#### Information supplied ####

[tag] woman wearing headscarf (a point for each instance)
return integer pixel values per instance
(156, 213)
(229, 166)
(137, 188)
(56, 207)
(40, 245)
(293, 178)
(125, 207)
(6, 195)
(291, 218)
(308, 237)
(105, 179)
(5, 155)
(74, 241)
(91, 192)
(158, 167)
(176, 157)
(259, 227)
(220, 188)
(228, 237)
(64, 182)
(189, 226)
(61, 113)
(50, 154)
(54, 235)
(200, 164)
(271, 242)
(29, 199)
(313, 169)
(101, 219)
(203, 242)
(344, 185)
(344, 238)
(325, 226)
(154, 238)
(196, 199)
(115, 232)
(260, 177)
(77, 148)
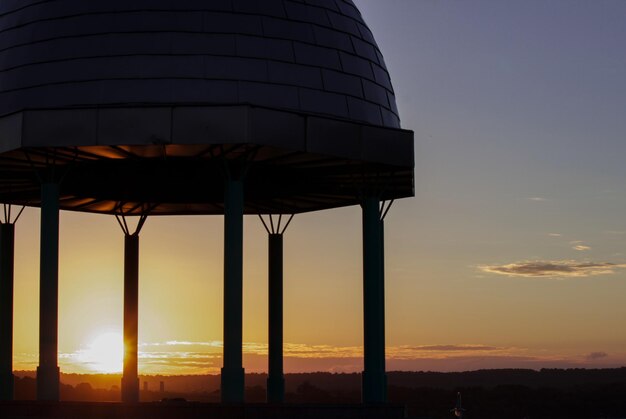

####

## Task details
Write out the full listing verbatim, excluding its pictures.

## Written answer
[tag] woman wearing headscarf (a point for each instance)
return integer pixel values per instance
(156, 213)
(229, 166)
(137, 188)
(56, 207)
(40, 245)
(293, 178)
(125, 207)
(6, 195)
(291, 218)
(308, 237)
(105, 179)
(5, 155)
(74, 241)
(91, 192)
(158, 167)
(176, 157)
(259, 227)
(220, 188)
(228, 237)
(64, 182)
(189, 226)
(61, 113)
(50, 154)
(54, 235)
(200, 164)
(271, 242)
(29, 199)
(313, 169)
(101, 219)
(203, 242)
(344, 185)
(344, 238)
(325, 226)
(154, 238)
(196, 199)
(115, 232)
(260, 177)
(77, 148)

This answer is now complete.